Texte présenté
Nous avons mangé le pain, que nous avons cuit dans notre feu de bois, avec du chocolat.

Nous avons aussi bu de la tisane. C’était délicieux !

Nous avons éteint le feu avec de l’eau pour ne pas le laisser brûler tout seul.

On ne peut faire du feu que quand on est avec un adulte !

C’était super ! »

Objectifs pédagogiques

Dans l’idéal, j’aurais fait faire la pâte à pain en classe avant de partir de manière à travailler le support de la recette de cuisine, trier les ingrédients des ustensiles, etc., mais cela n’a pas été réalisable au vu du protocole sanitaire du moment. Cependant, j’ai pu faire travailler d’autres objectifs pédagogiques comme par exemple :

  • acquérir du vocabulaire, verbaliser ses actions : le récit séquentiel,
  • dénombrer une collection ou pour certains dire la comptine numérique jusqu’à 20,
  • classer du plus petit au plus grand (les bâtons de bois),
  • utiliser des objets considérés comme dangereux et savoir quand on peut le faire,
  • plus généralement, respecter l’environnement, le protéger : découvrir des coins de nature proches de chez soi et savoir y vivre.

Il me parait intéressant d’énumérer les effets observés chez les enfants de la classe de manière générale depuis que nous sortons en forêt :

  • Des moments de coopération et de convivialité viennent nourrir le vivre-ensemble de la classe.
  • Des enfants ayant des difficultés de comportement entre les murs de la classe s’épanouissent en forêt.
  • Les enfants ont davantage conscience de leurs émotions et les expriment plus facilement. Ils ont davantage d’empathie pour les autres. La solidarité et l’entraide sont renforcées auprès des enfants en situation de handicap de la classe.
  • Ils sont motivés pour apprendre. On le voit à leur investissement, chacun à son niveau dans les tâches ou les actions à réaliser sur place, ou de retour en classe dans le cadre des activités de réinvestissement.

[Extraits d'un jeu de données]
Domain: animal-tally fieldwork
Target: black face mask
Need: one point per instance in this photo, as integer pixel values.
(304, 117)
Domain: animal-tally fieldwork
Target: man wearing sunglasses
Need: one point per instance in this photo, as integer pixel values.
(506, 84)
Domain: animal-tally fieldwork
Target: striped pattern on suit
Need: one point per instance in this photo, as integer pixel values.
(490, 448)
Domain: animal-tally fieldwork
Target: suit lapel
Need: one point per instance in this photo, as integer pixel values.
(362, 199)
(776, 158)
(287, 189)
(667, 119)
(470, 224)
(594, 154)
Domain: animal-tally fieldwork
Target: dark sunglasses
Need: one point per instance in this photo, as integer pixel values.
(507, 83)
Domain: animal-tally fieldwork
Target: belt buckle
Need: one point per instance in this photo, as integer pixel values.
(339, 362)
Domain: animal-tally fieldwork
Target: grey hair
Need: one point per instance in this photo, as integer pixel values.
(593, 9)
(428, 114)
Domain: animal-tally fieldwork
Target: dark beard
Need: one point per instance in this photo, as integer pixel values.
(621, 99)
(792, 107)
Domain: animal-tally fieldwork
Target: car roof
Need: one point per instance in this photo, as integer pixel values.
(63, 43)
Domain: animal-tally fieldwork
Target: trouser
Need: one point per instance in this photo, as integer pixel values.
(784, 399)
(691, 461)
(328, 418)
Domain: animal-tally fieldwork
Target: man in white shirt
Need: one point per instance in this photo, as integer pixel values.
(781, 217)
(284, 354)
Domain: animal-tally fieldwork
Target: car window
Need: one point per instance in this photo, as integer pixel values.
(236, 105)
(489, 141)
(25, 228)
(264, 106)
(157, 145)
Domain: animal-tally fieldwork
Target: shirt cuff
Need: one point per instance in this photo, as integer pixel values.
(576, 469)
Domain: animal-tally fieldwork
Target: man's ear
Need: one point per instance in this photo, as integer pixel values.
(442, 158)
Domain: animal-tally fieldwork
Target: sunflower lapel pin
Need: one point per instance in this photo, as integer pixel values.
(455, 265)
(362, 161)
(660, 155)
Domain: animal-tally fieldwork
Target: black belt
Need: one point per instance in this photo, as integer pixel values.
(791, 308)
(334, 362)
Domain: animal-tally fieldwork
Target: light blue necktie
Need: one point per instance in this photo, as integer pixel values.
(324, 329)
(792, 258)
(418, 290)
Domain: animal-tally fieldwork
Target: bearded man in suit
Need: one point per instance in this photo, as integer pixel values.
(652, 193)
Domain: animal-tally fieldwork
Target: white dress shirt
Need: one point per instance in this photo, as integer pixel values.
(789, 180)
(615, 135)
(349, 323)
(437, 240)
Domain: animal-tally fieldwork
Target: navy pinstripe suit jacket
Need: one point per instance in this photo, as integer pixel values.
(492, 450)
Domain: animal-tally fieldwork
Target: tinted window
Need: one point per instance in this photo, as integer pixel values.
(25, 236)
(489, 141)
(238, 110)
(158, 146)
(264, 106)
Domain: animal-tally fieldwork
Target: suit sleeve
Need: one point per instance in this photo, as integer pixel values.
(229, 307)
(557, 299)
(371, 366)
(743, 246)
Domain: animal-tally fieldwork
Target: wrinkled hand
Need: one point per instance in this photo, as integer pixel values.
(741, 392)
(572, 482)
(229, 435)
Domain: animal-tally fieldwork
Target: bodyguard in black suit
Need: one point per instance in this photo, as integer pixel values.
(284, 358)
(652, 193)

Consigne A
Selon le texte présenté, pourquoi la pâte à pain n'a-t-elle pas été préparée en classe avant le départ ?
Consigne B
Reproduisez le passage du texte présenté qui commence aux mots "Nous avons mangé" et s'arrête après les mots "brûler tout seul.".

Corrigé A
Cela n'a pas été réalisable au vu du protocole sanitaire du moment.

Corrigé B
Nous avons mangé le pain, que nous avons cuit dans notre feu de bois, avec du chocolat.

Nous avons aussi bu de la tisane. C’était délicieux !

Nous avons éteint le feu avec de l’eau pour ne pas le laisser brûler tout seul.